WHAT IS NEEDED: Give again everything in the items from the very first line down to the line containing "[(1228, 43)]", that line included, and leave the pictures out.

DATA FOR THIS EXERCISE:
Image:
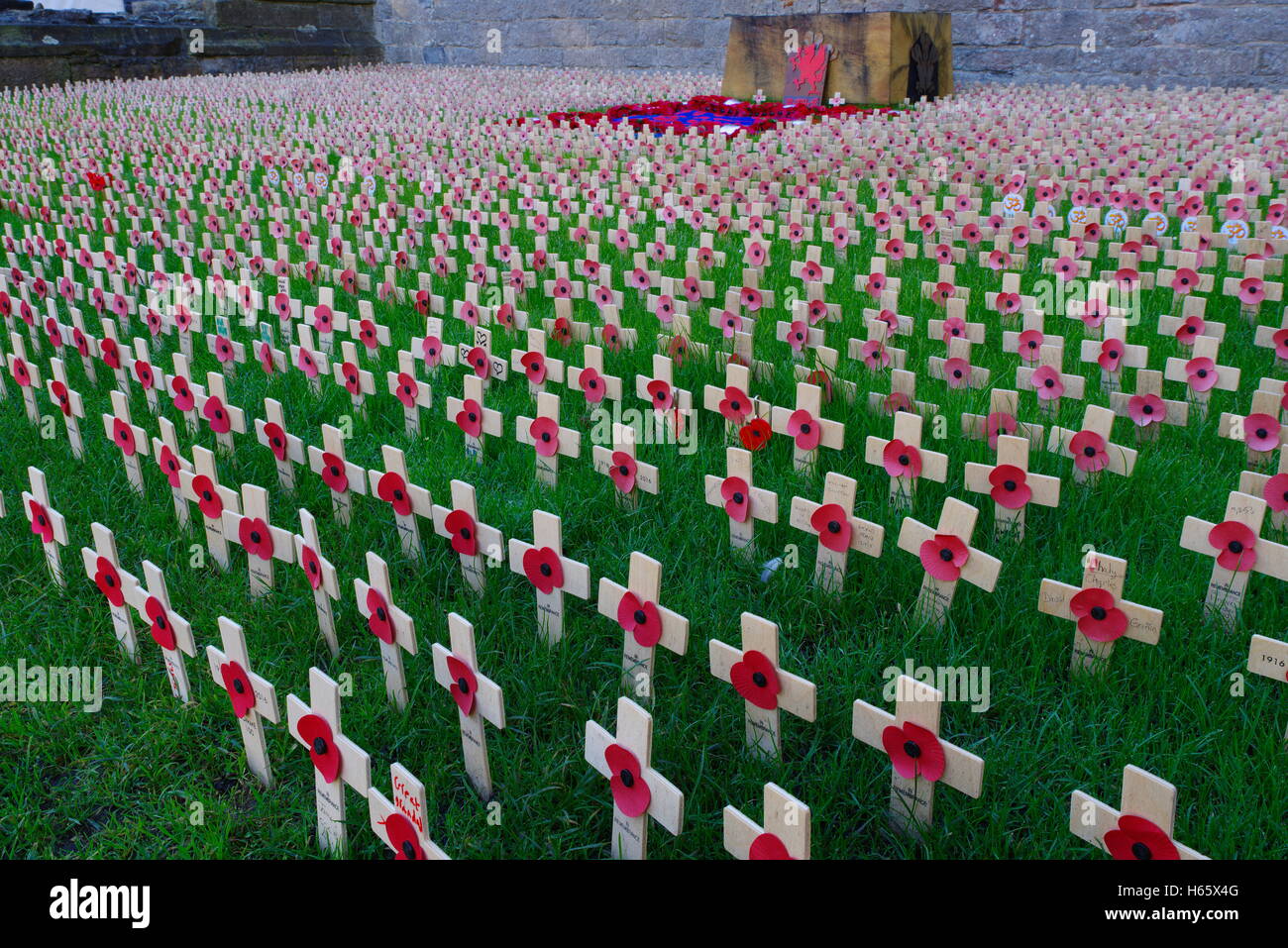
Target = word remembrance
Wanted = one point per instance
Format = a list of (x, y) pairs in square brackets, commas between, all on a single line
[(557, 463)]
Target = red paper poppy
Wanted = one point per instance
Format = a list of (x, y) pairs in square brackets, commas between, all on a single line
[(460, 524), (630, 792), (806, 432), (1261, 432), (237, 685), (464, 685), (901, 460), (334, 473), (1236, 545), (217, 415), (545, 436), (832, 526), (755, 434), (1138, 839), (403, 837), (1098, 614), (257, 537), (161, 627), (325, 755), (1010, 487), (207, 497), (640, 620), (756, 679), (1089, 451), (914, 753), (768, 846), (544, 569), (108, 581), (378, 620), (40, 523), (943, 557)]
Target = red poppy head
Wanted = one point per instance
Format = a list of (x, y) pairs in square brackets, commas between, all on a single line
[(378, 620), (768, 846), (756, 679), (257, 537), (334, 473), (832, 526), (640, 620), (622, 472), (1138, 839), (1261, 432), (737, 497), (1201, 373), (630, 792), (124, 437), (1098, 614), (312, 566), (943, 557), (237, 685), (108, 581), (1089, 451), (544, 569), (460, 524), (901, 460), (464, 685), (217, 415), (207, 497), (316, 733), (805, 429), (914, 753), (1235, 545)]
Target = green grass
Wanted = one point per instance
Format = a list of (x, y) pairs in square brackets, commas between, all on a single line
[(124, 782)]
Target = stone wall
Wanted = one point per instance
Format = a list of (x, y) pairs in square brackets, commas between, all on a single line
[(1228, 43)]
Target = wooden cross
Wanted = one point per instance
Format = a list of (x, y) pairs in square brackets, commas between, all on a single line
[(390, 625), (287, 450), (201, 487), (550, 572), (263, 543), (1141, 828), (408, 501), (764, 686), (742, 501), (837, 528), (320, 575), (644, 622), (919, 758), (947, 557), (1090, 449), (639, 791), (46, 523), (400, 823), (342, 476), (1012, 485), (785, 833), (253, 697), (473, 417), (1237, 552), (477, 544), (129, 438), (68, 402), (120, 588), (905, 460), (170, 631), (1100, 610), (478, 698), (623, 469), (806, 427), (548, 438), (336, 759)]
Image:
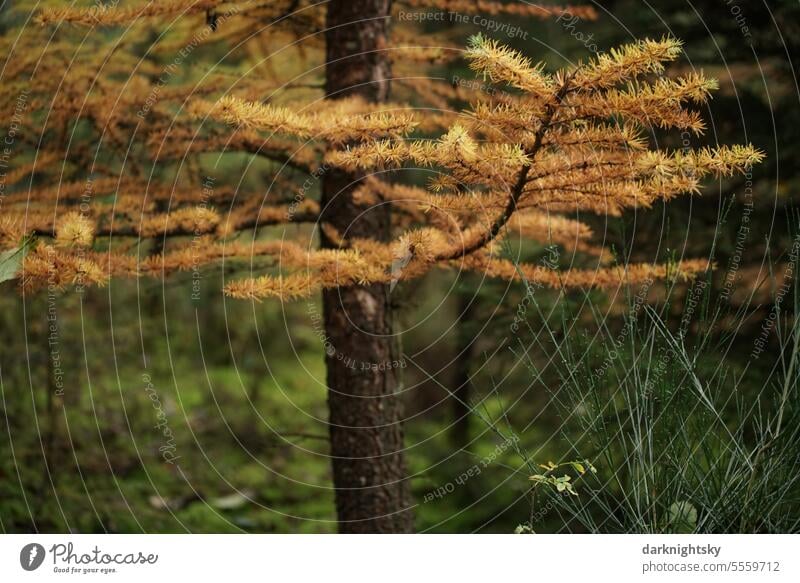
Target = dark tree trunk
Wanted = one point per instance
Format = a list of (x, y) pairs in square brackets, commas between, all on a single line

EXERCISE OUTPUT:
Image:
Target = word remembrance
Wanted = one point per instance
Format = a list of (x, y) pairs in square brackets, commas between, all on a single line
[(557, 463)]
Target = red paper poppy
Wanted = one point per instance
Format = a list of (x, y) pairs in square brackets, commas between, all on a single line
[(460, 524), (630, 792), (806, 432), (1261, 432), (237, 685), (464, 685), (901, 460), (334, 473), (1236, 545), (217, 415), (545, 436), (832, 526), (755, 434), (1138, 839), (403, 837), (1098, 614), (257, 537), (161, 627), (325, 755), (1010, 487), (207, 497), (640, 620), (756, 679), (1089, 451), (914, 753), (768, 846), (544, 569), (108, 581), (378, 620), (40, 523), (943, 557)]
Target = red poppy head
Wanted = one point per instance
Format = a list of (x, y) pairs in square brackets, commas between, all on a single line
[(378, 620), (768, 846), (756, 679), (257, 537), (334, 473), (832, 526), (640, 620), (622, 472), (1138, 839), (1261, 432), (737, 497), (1201, 373), (630, 792), (124, 437), (1098, 614), (312, 566), (943, 557), (237, 685), (108, 581), (1089, 451), (544, 569), (460, 524), (901, 460), (464, 685), (217, 415), (207, 497), (316, 733), (805, 429), (914, 753), (1235, 545)]
Target = green grass
Wanted = one point per instance
Format = a list of (x, y) pairs in square brackets, commas between, all on a single line
[(124, 782)]
Target = stone wall
Wanted = one point per instance
Format = a list of (x, y) pairs in square brackets, commas between, all on a single line
[(1228, 43)]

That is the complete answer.